■ QUÉ SE PIDE
• a. Según el texto del hilo, ¿de qué voltaje son casi todas las cámaras?
• b. Extrae del listado todas las líneas que contengan la palabra "tree". Ten en cuenta las mayúsculas y minúsculas.

■ TEXTO DEL HILO
● ● ● ● ●

Yo tengo esta camara... 

http://www.terasic.com.tw/cgi-bin/page/archive.pl?Language=English&CategoryNo=39&No=50

A mi me gustaria tratar de darle el preprocesamiento para tratar de duplicar la Cmucam y asi poder mandar la información simplificada a otro micro que puede decidir que hacer...


----------



## yukardo (May 7, 2009)

Bueno yo pienso que deberiamos investigar a ver si se puede conseguir una camara mas economica. La idea seria que cada uno pudiera desarrollar un robot en su casa.


----------



## Chico3001 (May 7, 2009)

Lo dificil no es usar cualquier camara por que son seriales, lo dificil es procesar la imagen para poder aplicarla al mundo real, 

Las consideraciones que hay que tener son:

- Casi todas las camaras son de 3.3V
- Hay que saber la resolucion de la camara y mejor aun su numero de parte para poder encontrar el datasheet
- Entre mayor resolucion mas complejo es procesar la información y mayor velocidad se requiere

Por lo que creo que podemos desarmar celulares o camaras digitales viejas y reutilizar el CCD en vez de comprar una hecha....


----------



## adrianjpc (May 7, 2009)

Chico3001 al parecer tenemos el mismo kit Cyclone II Altera y creo que es la misma camara que la CMUCAM dado que en la CMUCAM ya trae especial su tarjeta para manipularla con un micro.

● ● ● ● ●

■ LISTADO PROPORCIONADO
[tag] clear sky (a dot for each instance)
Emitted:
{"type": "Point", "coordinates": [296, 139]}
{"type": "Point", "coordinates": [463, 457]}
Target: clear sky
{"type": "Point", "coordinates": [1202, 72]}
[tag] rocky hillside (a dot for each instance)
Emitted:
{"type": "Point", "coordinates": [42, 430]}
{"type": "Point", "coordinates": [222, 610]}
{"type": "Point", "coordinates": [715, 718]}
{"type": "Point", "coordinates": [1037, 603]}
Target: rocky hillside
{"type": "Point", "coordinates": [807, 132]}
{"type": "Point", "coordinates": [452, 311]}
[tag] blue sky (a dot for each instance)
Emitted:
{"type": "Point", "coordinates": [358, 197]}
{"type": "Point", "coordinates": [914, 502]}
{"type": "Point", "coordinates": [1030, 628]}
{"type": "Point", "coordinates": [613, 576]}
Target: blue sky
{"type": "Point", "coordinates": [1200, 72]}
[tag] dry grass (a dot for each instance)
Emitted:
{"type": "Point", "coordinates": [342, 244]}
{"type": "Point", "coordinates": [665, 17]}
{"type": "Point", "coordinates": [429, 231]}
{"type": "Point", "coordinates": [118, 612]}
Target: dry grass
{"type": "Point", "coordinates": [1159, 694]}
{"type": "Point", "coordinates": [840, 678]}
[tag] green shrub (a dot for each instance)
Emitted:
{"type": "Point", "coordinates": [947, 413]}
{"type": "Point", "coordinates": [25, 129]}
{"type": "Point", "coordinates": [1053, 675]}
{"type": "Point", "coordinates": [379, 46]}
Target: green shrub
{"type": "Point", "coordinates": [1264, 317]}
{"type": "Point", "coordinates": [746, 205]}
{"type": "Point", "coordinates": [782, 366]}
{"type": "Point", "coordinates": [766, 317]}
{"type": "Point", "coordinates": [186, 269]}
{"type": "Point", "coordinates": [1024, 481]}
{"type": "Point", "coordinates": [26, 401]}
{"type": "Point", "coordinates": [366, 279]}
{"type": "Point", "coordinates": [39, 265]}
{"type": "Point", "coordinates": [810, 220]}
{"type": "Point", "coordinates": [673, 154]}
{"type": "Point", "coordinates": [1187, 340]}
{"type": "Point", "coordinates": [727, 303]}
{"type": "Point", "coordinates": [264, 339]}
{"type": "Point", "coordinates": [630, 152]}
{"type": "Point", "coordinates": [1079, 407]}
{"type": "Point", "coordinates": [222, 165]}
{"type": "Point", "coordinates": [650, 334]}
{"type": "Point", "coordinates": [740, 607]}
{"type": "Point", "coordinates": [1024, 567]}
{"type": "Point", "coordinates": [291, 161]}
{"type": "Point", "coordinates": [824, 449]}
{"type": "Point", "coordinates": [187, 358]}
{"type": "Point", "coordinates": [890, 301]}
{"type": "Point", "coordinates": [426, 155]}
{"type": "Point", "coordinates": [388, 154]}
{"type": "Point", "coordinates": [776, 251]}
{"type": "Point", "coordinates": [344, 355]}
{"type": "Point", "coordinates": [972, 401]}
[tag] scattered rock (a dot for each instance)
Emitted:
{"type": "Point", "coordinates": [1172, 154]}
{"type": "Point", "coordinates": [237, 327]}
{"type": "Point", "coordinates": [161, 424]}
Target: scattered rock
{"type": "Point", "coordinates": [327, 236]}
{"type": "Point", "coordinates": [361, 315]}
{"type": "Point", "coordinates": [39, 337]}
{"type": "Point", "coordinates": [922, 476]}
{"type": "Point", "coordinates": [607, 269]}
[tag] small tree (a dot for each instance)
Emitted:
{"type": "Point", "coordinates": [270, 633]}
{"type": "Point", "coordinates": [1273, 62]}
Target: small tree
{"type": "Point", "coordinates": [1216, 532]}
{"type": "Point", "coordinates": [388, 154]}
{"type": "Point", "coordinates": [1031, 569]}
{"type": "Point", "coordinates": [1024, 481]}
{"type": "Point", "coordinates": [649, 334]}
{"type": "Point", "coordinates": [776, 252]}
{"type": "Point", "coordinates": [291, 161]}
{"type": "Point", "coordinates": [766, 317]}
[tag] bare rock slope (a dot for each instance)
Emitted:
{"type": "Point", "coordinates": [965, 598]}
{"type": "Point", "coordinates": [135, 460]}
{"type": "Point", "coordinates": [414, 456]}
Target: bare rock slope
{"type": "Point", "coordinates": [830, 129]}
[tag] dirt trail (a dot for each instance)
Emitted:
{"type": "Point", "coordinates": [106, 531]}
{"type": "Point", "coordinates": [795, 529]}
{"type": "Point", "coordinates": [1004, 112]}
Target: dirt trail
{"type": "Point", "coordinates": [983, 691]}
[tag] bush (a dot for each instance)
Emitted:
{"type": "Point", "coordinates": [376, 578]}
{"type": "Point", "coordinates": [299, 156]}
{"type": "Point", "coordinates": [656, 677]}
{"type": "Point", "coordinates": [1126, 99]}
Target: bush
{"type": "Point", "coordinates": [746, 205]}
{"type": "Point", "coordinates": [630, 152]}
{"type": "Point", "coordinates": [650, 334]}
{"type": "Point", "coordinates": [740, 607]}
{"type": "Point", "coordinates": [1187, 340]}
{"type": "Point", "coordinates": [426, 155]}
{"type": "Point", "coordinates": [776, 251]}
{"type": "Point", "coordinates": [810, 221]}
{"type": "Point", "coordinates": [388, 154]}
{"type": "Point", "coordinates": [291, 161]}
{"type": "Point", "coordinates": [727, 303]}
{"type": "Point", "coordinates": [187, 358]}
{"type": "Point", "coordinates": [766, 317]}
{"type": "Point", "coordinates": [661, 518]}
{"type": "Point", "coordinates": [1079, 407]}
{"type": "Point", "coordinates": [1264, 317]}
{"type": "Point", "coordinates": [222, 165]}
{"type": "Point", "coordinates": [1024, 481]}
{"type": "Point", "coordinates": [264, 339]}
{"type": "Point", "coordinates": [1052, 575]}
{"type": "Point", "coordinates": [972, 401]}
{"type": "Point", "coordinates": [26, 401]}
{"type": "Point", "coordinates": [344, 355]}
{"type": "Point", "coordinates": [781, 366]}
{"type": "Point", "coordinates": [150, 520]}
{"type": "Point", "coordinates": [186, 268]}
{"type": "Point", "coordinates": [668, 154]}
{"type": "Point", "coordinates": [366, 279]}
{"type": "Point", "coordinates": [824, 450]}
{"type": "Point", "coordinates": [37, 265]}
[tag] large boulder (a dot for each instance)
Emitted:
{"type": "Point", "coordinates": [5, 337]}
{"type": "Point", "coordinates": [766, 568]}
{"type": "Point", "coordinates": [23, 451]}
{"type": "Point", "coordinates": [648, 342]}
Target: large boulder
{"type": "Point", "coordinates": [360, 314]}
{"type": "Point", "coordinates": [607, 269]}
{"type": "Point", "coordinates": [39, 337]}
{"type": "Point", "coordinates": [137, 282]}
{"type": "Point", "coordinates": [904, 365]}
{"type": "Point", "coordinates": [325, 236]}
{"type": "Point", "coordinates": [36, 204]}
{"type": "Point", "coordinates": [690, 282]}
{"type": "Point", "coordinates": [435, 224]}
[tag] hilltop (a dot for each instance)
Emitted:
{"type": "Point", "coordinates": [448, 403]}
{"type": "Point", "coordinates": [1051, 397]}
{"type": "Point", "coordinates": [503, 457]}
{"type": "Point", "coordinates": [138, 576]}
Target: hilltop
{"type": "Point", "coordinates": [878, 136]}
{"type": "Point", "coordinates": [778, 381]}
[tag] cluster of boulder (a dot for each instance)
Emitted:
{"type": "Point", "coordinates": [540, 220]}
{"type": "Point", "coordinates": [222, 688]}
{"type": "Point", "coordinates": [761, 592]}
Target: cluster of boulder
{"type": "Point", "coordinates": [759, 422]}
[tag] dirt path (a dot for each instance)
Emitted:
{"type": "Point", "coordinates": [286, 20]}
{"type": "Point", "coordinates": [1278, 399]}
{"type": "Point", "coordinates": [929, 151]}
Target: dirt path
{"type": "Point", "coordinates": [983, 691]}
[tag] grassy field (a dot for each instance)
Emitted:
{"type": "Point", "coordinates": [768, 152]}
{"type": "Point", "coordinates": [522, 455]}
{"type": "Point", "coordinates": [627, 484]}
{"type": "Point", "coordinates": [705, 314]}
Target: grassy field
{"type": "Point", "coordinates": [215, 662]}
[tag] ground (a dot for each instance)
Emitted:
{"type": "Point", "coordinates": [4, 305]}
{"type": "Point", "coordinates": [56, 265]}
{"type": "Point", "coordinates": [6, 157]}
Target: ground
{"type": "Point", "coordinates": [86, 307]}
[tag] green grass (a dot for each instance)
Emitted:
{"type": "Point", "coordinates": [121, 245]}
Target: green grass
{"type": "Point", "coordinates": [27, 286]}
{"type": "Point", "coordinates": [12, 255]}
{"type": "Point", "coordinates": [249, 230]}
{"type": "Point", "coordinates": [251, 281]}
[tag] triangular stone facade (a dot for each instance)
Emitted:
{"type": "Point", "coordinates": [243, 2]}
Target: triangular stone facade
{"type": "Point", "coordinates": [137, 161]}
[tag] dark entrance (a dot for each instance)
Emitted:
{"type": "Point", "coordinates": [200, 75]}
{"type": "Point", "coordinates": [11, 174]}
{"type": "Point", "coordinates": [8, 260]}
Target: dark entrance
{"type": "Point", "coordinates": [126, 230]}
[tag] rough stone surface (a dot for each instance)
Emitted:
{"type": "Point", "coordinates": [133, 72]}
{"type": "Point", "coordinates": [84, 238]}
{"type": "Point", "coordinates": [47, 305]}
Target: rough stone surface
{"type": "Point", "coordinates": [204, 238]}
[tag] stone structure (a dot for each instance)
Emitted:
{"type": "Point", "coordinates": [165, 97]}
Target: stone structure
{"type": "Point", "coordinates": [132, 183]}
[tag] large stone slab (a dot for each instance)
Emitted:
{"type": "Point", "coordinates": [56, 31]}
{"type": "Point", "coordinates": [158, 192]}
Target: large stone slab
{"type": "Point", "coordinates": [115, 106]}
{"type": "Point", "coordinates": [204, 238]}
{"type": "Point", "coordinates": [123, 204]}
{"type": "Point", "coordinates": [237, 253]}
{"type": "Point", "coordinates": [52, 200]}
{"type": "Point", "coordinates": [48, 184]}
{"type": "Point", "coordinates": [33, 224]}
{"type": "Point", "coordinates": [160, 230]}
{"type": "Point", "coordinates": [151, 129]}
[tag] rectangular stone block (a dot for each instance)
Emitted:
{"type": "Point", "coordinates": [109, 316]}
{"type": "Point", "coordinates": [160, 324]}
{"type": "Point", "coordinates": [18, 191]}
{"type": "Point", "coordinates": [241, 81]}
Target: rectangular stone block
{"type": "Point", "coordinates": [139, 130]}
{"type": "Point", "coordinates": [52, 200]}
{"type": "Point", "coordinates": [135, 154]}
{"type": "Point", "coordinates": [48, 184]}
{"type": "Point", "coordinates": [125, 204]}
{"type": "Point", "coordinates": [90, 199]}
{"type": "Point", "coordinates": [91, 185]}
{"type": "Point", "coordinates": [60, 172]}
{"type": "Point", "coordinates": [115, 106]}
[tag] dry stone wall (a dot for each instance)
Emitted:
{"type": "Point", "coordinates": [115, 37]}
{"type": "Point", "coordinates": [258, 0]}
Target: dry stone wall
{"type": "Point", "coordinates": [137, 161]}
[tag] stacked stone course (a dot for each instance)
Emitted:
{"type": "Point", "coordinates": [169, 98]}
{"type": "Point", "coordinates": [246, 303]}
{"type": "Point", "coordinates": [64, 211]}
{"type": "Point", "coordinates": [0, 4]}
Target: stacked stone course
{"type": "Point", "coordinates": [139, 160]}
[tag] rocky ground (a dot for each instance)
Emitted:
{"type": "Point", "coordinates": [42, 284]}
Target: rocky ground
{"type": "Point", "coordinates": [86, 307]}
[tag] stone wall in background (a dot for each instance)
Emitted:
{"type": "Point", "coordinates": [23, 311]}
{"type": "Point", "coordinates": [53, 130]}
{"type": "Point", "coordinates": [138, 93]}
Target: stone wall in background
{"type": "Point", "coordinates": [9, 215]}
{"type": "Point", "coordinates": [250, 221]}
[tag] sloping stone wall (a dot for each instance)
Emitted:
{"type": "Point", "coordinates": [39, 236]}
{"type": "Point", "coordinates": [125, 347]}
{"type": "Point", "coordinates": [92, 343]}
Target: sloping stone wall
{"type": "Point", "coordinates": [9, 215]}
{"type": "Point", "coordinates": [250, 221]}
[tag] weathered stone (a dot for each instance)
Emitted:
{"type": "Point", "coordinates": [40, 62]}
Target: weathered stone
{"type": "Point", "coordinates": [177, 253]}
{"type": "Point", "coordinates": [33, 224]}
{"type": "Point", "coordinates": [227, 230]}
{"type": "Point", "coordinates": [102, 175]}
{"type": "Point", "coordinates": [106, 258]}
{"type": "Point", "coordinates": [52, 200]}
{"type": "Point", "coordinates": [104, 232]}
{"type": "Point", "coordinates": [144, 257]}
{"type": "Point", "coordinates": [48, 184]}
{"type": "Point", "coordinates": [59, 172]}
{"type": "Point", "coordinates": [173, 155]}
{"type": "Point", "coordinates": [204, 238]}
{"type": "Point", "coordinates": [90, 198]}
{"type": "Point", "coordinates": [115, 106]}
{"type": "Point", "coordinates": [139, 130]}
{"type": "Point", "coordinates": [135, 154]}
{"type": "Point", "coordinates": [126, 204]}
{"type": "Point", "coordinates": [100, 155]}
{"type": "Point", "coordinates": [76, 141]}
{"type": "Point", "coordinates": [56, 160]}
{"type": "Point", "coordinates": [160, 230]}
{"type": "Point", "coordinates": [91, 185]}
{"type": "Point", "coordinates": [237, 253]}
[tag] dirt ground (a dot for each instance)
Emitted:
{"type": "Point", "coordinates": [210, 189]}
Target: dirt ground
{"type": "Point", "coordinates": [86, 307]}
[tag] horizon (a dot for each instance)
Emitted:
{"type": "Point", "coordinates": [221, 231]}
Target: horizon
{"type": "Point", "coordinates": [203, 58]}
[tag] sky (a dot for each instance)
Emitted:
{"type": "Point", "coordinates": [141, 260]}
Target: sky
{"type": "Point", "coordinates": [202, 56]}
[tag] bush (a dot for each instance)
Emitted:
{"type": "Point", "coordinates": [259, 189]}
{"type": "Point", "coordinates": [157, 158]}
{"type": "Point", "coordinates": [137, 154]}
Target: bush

● ● ● ● ●

■ RESPUESTAS POR TAREA
• a. Casi todas las cámaras son de 3.3V.

• b.
[tag] small tree (a dot for each instance)
Target: small tree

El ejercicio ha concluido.